** Begin Supplied material **

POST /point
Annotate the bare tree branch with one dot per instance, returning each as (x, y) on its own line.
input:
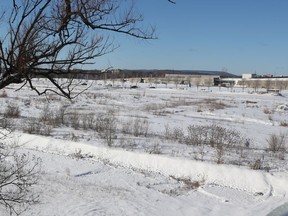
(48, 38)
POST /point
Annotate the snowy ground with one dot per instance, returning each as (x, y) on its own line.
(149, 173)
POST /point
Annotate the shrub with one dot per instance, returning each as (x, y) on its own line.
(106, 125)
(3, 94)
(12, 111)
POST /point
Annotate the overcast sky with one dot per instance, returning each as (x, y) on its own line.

** End Supplied material **
** Begin Supplied material **

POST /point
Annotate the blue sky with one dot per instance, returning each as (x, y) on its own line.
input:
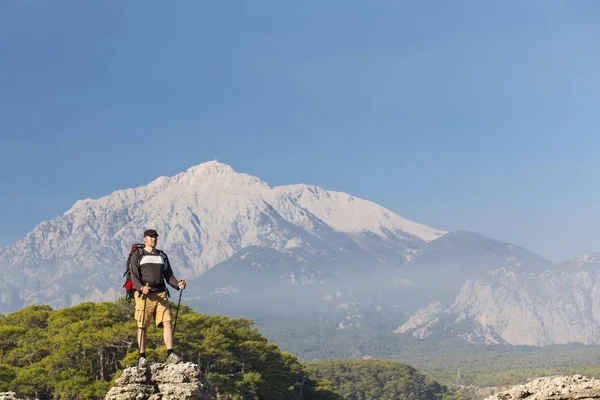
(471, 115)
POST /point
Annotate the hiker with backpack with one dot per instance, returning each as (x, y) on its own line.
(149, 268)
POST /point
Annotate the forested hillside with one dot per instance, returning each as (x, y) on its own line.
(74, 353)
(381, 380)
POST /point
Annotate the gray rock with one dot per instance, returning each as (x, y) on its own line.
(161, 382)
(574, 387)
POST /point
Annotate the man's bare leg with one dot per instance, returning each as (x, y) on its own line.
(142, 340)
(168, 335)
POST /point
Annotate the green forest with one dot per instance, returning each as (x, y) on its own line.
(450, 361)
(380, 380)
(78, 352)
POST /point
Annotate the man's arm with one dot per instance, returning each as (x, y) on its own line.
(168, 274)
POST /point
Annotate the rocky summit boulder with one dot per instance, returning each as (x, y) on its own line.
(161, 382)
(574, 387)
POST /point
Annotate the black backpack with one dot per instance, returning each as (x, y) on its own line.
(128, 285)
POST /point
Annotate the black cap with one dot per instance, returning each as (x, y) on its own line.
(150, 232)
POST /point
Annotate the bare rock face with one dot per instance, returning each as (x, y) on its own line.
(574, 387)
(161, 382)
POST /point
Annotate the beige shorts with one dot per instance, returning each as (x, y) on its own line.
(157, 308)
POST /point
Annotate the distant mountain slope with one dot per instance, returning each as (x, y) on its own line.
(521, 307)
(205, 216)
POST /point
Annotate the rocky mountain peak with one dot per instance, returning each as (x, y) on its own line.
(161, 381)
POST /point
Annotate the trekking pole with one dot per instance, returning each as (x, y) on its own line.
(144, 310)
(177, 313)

** End Supplied material **

- [What is being asked] Identify every line of the material above that contains the string "backpack", and copy each such line in full.

- [Finished exercise]
Annotate the hiker with backpack with one dot per instance, returning each as (x, y) on its own line.
Annotate the black backpack with one dot per instance, returning each as (x, y) on its own line.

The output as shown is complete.